Menurut WSJ, masalah sektor mewah "sebagian disebabkan oleh diri sendiri," karena merek-merek telah menaikkan harga ke titik di mana banyak pembeli kelas menengah tidak mampu membelinya. Misalnya, Burberry mengeluarkan tas tangan yang rata-rata harganya 58 persen lebih mahal daripada model lamanya, sehingga mengusir pelanggan tradisional tanpa melihat lebih banyak pengeluaran dari pembeli kaya.
Sementara itu, PYMNTS melaporkan bahwa konsumen kaya menuntut merek untuk berinovasi agar sesuai dengan tren yang semakin meningkat menuju personalisasi. Misalnya, LVMH memiliki bisnis Selective Retailing yang menyediakan "pengalaman berbelanja yang dipersonalisasi sesuai dengan aspirasi individu," yang berdampak menaikkan pendapatan merek hingga 11 persen pertumbuhan terbesar dari semua segmen perusahaan.
"Data PYMNTS Intelligence menunjukkan bahwa konsumen kaya semakin menghargai pengalaman daripada kepemilikan material, mencari pertemuan unik dan berkesan yang sesuai dengan minat pribadi mereka," tulis PYMNTS.
Merek mewah merespons dengan menawarkan acara eksklusif, layanan khusus, dan pengalaman perjalanan yang dipersonalisasi yang dirancang untuk memenuhi selera individu klien mereka. Langkah ini menunjukkan bahwa meskipun pasar mewah menghadapi tantangan, merek-merek besar tetap berusaha untuk beradaptasi dengan kebutuhan konsumen yang berubah, dengan harapan dapat menarik kembali pelanggan setia dan menarik lebih banyak pembeli baru.

*Entri yang Diberikan*
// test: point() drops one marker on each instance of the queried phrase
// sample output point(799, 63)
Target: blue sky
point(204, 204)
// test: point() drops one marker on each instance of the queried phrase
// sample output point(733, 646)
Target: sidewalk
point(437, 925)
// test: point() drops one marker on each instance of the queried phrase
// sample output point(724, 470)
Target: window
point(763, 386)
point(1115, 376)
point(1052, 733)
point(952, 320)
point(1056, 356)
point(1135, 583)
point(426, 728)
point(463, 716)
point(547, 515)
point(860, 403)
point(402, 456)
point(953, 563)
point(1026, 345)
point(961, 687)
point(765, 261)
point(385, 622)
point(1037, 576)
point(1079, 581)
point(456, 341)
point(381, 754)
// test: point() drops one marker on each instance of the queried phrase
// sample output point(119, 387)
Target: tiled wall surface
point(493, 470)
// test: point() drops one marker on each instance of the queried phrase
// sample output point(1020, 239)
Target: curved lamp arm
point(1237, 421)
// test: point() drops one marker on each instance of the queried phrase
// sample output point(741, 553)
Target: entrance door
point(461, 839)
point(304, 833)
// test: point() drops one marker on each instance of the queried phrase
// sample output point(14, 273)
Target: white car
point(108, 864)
==
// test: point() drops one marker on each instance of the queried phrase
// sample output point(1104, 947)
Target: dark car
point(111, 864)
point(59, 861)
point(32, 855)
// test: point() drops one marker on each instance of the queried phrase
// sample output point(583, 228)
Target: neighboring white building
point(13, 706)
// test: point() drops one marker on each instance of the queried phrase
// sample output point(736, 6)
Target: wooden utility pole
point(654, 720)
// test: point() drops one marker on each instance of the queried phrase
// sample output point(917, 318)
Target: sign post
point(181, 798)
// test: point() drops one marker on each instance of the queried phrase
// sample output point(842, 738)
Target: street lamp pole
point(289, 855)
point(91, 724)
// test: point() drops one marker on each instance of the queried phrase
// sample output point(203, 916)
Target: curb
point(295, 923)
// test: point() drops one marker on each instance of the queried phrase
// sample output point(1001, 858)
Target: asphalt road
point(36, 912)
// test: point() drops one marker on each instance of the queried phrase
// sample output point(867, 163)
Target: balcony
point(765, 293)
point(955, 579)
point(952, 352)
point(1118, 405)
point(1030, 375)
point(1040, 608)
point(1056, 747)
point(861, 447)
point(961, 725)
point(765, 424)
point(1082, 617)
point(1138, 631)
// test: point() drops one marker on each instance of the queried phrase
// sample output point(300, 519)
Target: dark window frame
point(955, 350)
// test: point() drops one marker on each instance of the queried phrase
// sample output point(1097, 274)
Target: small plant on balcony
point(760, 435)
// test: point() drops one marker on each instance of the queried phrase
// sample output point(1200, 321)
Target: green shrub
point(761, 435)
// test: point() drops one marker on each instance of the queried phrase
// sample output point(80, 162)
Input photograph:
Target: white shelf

*Daftar Tugas*
(a) Sebutkan semua hal yang ditawarkan merek mewah kepada klien menurut teks tentang sektor mewah.
(b) Identifikasi setiap baris dalam catatan yang memuat kata "dark", lalu salin baris tersebut. Huruf besar dan huruf kecil dibedakan.
Teks dan catatan tidak saling berkaitan.

*Hasil Tugas*
(a) Acara eksklusif, layanan khusus, dan pengalaman perjalanan yang dipersonalisasi.

(b)
Target: dark car
Target: dark window frame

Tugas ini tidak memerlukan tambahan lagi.